WHAT IS NEEDED:
Rewrite all of the records below so that every "intersection camera" becomes "junction camera". Keep everything else unchanged.

Annotated coordinate records
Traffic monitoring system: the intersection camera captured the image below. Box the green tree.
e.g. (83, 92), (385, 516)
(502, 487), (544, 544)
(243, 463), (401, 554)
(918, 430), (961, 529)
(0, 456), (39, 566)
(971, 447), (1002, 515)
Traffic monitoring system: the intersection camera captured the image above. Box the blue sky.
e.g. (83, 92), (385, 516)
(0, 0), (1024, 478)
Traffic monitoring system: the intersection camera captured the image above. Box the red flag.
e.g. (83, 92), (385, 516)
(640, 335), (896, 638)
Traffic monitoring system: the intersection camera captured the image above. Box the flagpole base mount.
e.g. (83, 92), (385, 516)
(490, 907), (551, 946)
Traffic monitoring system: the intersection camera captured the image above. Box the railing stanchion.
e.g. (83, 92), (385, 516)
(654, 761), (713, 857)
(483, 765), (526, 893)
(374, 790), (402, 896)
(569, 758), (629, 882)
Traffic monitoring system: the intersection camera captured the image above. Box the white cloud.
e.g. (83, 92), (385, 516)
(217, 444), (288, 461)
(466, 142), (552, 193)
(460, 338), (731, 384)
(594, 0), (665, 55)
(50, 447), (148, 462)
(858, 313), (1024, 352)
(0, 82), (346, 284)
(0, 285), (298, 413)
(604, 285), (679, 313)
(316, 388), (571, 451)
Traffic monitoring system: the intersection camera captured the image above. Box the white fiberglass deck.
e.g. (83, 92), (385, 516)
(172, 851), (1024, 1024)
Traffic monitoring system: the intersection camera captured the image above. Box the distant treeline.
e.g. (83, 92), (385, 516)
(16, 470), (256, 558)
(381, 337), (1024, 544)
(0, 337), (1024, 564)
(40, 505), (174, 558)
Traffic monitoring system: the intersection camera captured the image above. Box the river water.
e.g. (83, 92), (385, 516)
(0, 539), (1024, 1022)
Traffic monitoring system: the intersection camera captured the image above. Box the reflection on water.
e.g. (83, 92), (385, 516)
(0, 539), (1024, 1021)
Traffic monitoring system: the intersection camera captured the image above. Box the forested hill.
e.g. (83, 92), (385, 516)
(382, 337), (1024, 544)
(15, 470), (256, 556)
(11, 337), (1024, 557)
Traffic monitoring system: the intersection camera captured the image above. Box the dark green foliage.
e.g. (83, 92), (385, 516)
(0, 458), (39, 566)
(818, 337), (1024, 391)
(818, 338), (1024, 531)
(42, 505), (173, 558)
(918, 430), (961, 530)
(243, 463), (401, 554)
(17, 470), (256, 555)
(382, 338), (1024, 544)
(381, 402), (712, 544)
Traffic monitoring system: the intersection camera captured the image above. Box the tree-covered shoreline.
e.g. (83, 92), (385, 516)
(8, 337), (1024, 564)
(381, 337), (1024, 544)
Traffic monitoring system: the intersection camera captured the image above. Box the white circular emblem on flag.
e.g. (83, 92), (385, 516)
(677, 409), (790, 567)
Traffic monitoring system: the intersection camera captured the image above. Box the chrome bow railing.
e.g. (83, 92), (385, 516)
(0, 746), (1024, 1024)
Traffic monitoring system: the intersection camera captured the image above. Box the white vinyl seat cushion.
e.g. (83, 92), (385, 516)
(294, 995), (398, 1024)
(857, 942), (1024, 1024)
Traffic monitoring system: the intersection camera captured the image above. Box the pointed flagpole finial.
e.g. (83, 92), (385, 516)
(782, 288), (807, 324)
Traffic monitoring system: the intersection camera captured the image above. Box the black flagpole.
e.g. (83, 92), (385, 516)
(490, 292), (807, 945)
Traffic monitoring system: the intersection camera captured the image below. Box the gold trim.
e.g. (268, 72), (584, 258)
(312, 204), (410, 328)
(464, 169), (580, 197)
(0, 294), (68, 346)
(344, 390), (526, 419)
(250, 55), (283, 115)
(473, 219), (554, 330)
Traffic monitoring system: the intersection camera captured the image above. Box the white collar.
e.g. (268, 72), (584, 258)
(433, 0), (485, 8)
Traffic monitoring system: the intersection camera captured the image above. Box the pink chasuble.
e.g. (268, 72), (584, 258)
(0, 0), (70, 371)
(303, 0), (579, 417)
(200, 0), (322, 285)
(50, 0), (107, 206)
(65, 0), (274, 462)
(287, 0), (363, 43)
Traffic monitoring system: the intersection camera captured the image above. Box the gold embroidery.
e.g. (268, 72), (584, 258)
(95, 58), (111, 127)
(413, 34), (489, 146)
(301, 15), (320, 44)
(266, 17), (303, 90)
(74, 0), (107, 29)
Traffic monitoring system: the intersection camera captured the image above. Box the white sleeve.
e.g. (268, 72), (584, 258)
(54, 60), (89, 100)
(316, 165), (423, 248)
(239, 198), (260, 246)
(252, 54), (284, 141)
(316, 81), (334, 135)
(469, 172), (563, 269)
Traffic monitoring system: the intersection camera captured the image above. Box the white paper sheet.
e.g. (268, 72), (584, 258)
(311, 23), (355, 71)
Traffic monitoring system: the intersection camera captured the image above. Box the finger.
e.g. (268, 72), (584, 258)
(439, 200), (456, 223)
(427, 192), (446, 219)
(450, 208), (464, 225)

OUTPUT OF THE EXERCISE:
Traffic monitoring system: the junction camera captured the image below. Box the green tree.
e.g. (83, 92), (385, 516)
(502, 487), (544, 544)
(243, 463), (401, 554)
(918, 430), (961, 529)
(0, 456), (39, 566)
(971, 447), (1002, 515)
Traffic monitoring system: the junction camera captured the image above. Box the blue sky.
e.g. (83, 92), (385, 516)
(0, 0), (1024, 478)
Traffic monitoring system: the junction camera captured the image above. Box the red flag.
e.g. (83, 92), (385, 516)
(640, 335), (896, 638)
Traffic monitoring system: the junction camera captured the image above. Box the flagpole base mount.
e.g. (83, 92), (385, 516)
(490, 907), (551, 946)
Traffic monitoring system: the junction camera captured the image above. Box the railing stanchion.
e.g. (83, 92), (385, 516)
(654, 761), (713, 857)
(483, 765), (526, 893)
(374, 790), (402, 896)
(569, 758), (629, 882)
Traffic monitoring system: the junction camera captured the image above. Box the white cloud.
e.g. (83, 92), (385, 516)
(217, 444), (288, 461)
(466, 142), (552, 193)
(460, 338), (731, 384)
(594, 0), (665, 55)
(50, 447), (148, 462)
(858, 313), (1024, 352)
(0, 82), (346, 284)
(0, 285), (298, 413)
(604, 285), (679, 313)
(316, 388), (571, 451)
Traffic monitoring system: the junction camera captured the image above. Box the white fiberglass deck.
e.g. (83, 92), (385, 516)
(172, 851), (1024, 1024)
Traffic monitoring system: the junction camera captured the image above. Box the distant treeline.
e.g. (83, 92), (385, 516)
(16, 470), (256, 558)
(381, 337), (1024, 544)
(0, 337), (1024, 564)
(40, 505), (174, 558)
Traffic monitoring system: the junction camera captured the image above. Box the river water.
e.g. (83, 92), (385, 516)
(0, 539), (1024, 1022)
Traffic monitoring system: the junction camera captured the image above. Box the reflection on water.
e.g. (83, 92), (385, 516)
(0, 539), (1024, 1021)
Traffic monitoring system: the junction camera captured the image above. Box the forested hill.
e.g. (83, 92), (385, 516)
(382, 337), (1024, 544)
(15, 470), (256, 556)
(11, 337), (1024, 557)
Traffic monitoring system: the junction camera captured the image above. Box the dark green foliage.
e.g. (83, 92), (385, 516)
(0, 458), (39, 566)
(818, 337), (1024, 391)
(818, 338), (1024, 531)
(42, 505), (173, 558)
(918, 430), (961, 530)
(243, 463), (401, 554)
(17, 470), (256, 555)
(382, 338), (1024, 544)
(381, 402), (712, 544)
Traffic monitoring system: the junction camera captured the image above. Box the tree-covered shoreline.
e.g. (83, 92), (385, 516)
(8, 337), (1024, 564)
(381, 337), (1024, 544)
Traffic monitoring system: the junction camera captured the image above. Box the white circular emblem on flag.
e.g. (83, 92), (385, 516)
(677, 409), (790, 567)
Traffic monitoring system: the junction camera captured the image above. Box the chrome bow railing.
e.g. (83, 92), (385, 516)
(0, 746), (1024, 1024)
Traffic monitoring system: the junction camera captured the image above. Box the white vinyl seat cushion.
e.g. (83, 92), (385, 516)
(294, 995), (398, 1024)
(857, 942), (1024, 1024)
Traffic monitoring system: the junction camera captured the image above. Box the pointed flagpole finial.
e.g. (83, 92), (385, 516)
(782, 288), (807, 324)
Traffic monitoring system: the junction camera captured the image above. Box the black flagpole.
e.g. (83, 92), (385, 516)
(490, 292), (807, 945)
Traffic monitoring system: the junction camera captured the image below. Box the gold trim.
e.g. (268, 72), (584, 258)
(312, 204), (410, 328)
(464, 169), (580, 197)
(0, 294), (68, 346)
(344, 390), (526, 419)
(250, 55), (283, 115)
(473, 219), (554, 330)
Traffic monitoring system: the junction camera captured the image above. Box the white collar.
e.g. (268, 72), (584, 258)
(433, 0), (485, 8)
Traffic monitoring system: the junction camera captured the image above. Box the pink chasuble.
e.g. (268, 72), (584, 258)
(0, 0), (70, 371)
(303, 0), (579, 417)
(200, 0), (322, 285)
(50, 0), (107, 206)
(65, 0), (274, 462)
(287, 0), (363, 43)
Traffic monitoring system: the junction camera captured the image above. Box the gold embroidery.
e.g. (268, 72), (584, 258)
(95, 58), (111, 127)
(413, 34), (489, 146)
(301, 15), (320, 44)
(266, 17), (303, 90)
(74, 0), (107, 29)
Traffic monitoring system: the junction camera captured the image above. Box the white sleeve.
e.g. (268, 72), (584, 258)
(54, 60), (89, 100)
(316, 165), (423, 248)
(239, 198), (260, 246)
(252, 54), (284, 141)
(316, 81), (334, 135)
(469, 172), (563, 269)
Traffic monitoring system: the junction camera captured the image above. Box the white paper sheet.
e.g. (268, 72), (584, 258)
(311, 23), (355, 71)
Traffic monitoring system: the junction camera captured the image above. Box the finger.
e.g. (268, 72), (584, 258)
(439, 200), (456, 223)
(427, 192), (446, 219)
(450, 208), (464, 225)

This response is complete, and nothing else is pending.